-- Start Page excerpt --

Compilation album by the Rolling Stones
- Released: 26 June 1967
- Recorded: 3 December 1965 – 13 December 1966
- Genre: Rock; baroque pop;
- Length: 38:04
- Label: London
- Producer: Andrew Loog Oldham

The Rolling Stones US chronology
| Between the Buttons (1967) | Flowers (1967) | Their Satanic Majesties Request (1967) |

= Flowers (Rolling Stones album) =

Flowers is the second compilation album by the Rolling Stones, released in June 1967. It features material dating back to 1965, including three unreleased songs and tracks that appeared as singles or had been omitted from the American versions of Aftermath and Between the Buttons. It reached number three in the US and was certified gold.

==Contents and release==
"Let's Spend the Night Together" and "Ruby Tuesday" had just appeared on the US version of Between the Buttons five months prior, which led to some criticism over their selection. Three of the songs had never been released: "My Girl", "Ride On, Baby" and "Sittin' on a Fence", the first of which was recorded in May 1965 during the sessions for "(I Can't Get No) Satisfaction", and the other two of which were recorded in December 1965 during the first lot of Aftermath sessions.

-- End Page excerpt --
-- Start Dataset records --

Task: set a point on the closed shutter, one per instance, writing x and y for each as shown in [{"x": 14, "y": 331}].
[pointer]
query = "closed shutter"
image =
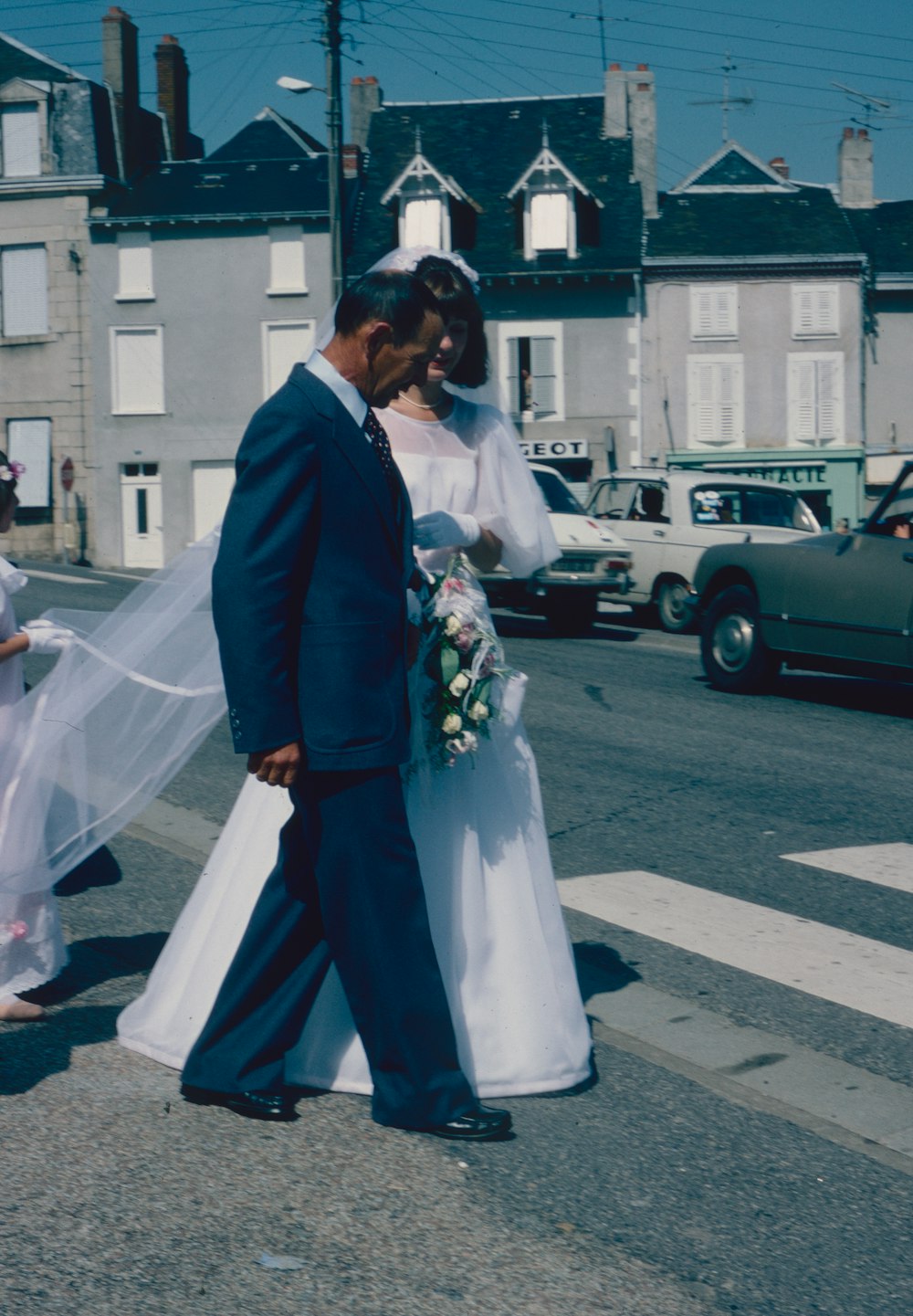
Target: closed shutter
[
  {"x": 287, "y": 258},
  {"x": 423, "y": 223},
  {"x": 542, "y": 367},
  {"x": 29, "y": 442},
  {"x": 20, "y": 141},
  {"x": 24, "y": 291},
  {"x": 137, "y": 372}
]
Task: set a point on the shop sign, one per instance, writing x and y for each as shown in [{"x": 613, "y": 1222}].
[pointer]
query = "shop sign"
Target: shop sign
[{"x": 557, "y": 449}]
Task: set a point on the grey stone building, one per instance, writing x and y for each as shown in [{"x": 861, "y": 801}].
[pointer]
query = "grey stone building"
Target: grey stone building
[
  {"x": 209, "y": 279},
  {"x": 545, "y": 199},
  {"x": 754, "y": 332},
  {"x": 66, "y": 145}
]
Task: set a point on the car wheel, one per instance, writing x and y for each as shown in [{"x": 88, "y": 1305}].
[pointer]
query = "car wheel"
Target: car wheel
[
  {"x": 572, "y": 614},
  {"x": 671, "y": 607},
  {"x": 733, "y": 650}
]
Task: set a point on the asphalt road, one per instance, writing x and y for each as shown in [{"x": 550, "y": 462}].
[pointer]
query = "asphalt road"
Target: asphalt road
[{"x": 673, "y": 1184}]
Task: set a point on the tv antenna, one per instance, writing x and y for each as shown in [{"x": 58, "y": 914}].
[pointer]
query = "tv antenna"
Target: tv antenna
[
  {"x": 871, "y": 107},
  {"x": 728, "y": 101}
]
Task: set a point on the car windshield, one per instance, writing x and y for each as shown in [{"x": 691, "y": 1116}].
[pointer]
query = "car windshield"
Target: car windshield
[
  {"x": 722, "y": 504},
  {"x": 557, "y": 495}
]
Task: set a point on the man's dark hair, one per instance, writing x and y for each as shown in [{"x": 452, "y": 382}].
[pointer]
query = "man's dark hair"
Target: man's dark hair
[{"x": 399, "y": 299}]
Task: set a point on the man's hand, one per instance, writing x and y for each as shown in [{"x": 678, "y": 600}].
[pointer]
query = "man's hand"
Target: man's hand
[{"x": 277, "y": 766}]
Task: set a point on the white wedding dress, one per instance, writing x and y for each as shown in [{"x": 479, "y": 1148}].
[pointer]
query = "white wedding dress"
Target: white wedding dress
[
  {"x": 32, "y": 946},
  {"x": 479, "y": 832}
]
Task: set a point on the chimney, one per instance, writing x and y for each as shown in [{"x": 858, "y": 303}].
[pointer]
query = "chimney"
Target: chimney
[
  {"x": 629, "y": 108},
  {"x": 120, "y": 71},
  {"x": 364, "y": 96},
  {"x": 173, "y": 100},
  {"x": 855, "y": 170}
]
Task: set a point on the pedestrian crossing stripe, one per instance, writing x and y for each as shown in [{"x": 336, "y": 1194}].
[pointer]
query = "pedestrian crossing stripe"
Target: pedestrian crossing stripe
[{"x": 828, "y": 963}]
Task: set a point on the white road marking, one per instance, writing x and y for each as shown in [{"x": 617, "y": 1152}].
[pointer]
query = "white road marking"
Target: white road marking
[
  {"x": 840, "y": 966},
  {"x": 886, "y": 865}
]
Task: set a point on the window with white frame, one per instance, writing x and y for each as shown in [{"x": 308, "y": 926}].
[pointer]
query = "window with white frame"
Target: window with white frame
[
  {"x": 531, "y": 366},
  {"x": 816, "y": 311},
  {"x": 24, "y": 291},
  {"x": 287, "y": 273},
  {"x": 29, "y": 442},
  {"x": 134, "y": 266},
  {"x": 20, "y": 141},
  {"x": 716, "y": 402},
  {"x": 713, "y": 311},
  {"x": 286, "y": 342},
  {"x": 137, "y": 370},
  {"x": 814, "y": 393},
  {"x": 549, "y": 220}
]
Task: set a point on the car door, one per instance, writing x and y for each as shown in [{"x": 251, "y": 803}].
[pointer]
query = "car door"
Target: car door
[{"x": 851, "y": 596}]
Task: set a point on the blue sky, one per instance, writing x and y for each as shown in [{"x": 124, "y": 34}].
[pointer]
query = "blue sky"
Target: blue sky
[{"x": 787, "y": 58}]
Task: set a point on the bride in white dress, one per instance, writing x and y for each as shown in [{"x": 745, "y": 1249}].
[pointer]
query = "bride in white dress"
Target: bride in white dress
[{"x": 479, "y": 828}]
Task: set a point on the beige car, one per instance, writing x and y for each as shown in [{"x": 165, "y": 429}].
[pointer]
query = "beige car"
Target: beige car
[
  {"x": 829, "y": 603},
  {"x": 670, "y": 518}
]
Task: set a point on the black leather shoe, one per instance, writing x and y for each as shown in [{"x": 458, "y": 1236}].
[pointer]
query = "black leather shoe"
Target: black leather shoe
[
  {"x": 483, "y": 1124},
  {"x": 254, "y": 1106}
]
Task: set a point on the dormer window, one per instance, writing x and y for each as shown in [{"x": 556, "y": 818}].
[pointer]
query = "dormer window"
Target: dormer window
[
  {"x": 552, "y": 200},
  {"x": 432, "y": 208}
]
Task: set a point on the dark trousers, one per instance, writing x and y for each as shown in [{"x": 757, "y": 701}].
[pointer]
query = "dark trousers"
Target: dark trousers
[{"x": 346, "y": 889}]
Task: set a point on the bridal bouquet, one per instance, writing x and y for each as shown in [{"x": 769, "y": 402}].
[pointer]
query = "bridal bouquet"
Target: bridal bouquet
[{"x": 462, "y": 658}]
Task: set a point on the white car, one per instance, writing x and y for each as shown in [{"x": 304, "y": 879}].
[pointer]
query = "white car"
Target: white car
[
  {"x": 595, "y": 560},
  {"x": 668, "y": 518}
]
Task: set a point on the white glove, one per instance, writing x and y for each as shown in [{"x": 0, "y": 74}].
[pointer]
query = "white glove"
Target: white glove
[
  {"x": 47, "y": 638},
  {"x": 446, "y": 531}
]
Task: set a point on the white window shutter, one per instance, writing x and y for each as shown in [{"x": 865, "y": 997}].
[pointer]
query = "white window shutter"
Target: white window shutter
[
  {"x": 137, "y": 372},
  {"x": 423, "y": 223},
  {"x": 287, "y": 271},
  {"x": 542, "y": 367},
  {"x": 24, "y": 290},
  {"x": 134, "y": 265},
  {"x": 29, "y": 442},
  {"x": 20, "y": 141}
]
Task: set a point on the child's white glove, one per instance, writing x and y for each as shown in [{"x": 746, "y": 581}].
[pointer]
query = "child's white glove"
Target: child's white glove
[
  {"x": 45, "y": 637},
  {"x": 446, "y": 531}
]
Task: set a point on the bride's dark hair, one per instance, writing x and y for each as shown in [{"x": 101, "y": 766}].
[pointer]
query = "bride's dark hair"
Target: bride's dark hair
[{"x": 458, "y": 301}]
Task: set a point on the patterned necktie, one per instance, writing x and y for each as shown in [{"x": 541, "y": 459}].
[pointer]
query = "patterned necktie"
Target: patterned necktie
[{"x": 375, "y": 432}]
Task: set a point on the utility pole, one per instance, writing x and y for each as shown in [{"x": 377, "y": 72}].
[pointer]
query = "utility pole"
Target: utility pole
[{"x": 333, "y": 41}]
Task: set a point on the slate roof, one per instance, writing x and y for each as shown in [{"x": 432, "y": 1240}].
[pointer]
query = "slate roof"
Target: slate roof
[
  {"x": 486, "y": 146},
  {"x": 698, "y": 226},
  {"x": 886, "y": 233}
]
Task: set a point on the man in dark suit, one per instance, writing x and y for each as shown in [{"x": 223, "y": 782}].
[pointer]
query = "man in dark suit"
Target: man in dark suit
[{"x": 310, "y": 602}]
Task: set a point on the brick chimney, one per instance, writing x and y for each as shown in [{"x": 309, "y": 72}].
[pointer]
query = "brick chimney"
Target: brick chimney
[
  {"x": 629, "y": 108},
  {"x": 120, "y": 71},
  {"x": 173, "y": 101},
  {"x": 364, "y": 96},
  {"x": 855, "y": 170}
]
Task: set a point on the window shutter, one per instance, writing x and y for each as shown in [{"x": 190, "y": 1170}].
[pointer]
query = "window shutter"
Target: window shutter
[
  {"x": 423, "y": 223},
  {"x": 24, "y": 290},
  {"x": 29, "y": 442},
  {"x": 549, "y": 221},
  {"x": 134, "y": 265},
  {"x": 542, "y": 367},
  {"x": 20, "y": 141},
  {"x": 139, "y": 384},
  {"x": 287, "y": 258}
]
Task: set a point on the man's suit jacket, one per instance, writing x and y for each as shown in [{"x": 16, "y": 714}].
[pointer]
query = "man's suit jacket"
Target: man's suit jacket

-- End Dataset records --

▶ **Exercise task**: Quote the passage of the Flowers album article that starts with "The Rolling Stones US" and goes on through "was certified gold.", word for word.

▶ **Correct answer**:
The Rolling Stones US chronology
| Between the Buttons (1967) | Flowers (1967) | Their Satanic Majesties Request (1967) |

= Flowers (Rolling Stones album) =

Flowers is the second compilation album by the Rolling Stones, released in June 1967. It features material dating back to 1965, including three unreleased songs and tracks that appeared as singles or had been omitted from the American versions of Aftermath and Between the Buttons. It reached number three in the US and was certified gold.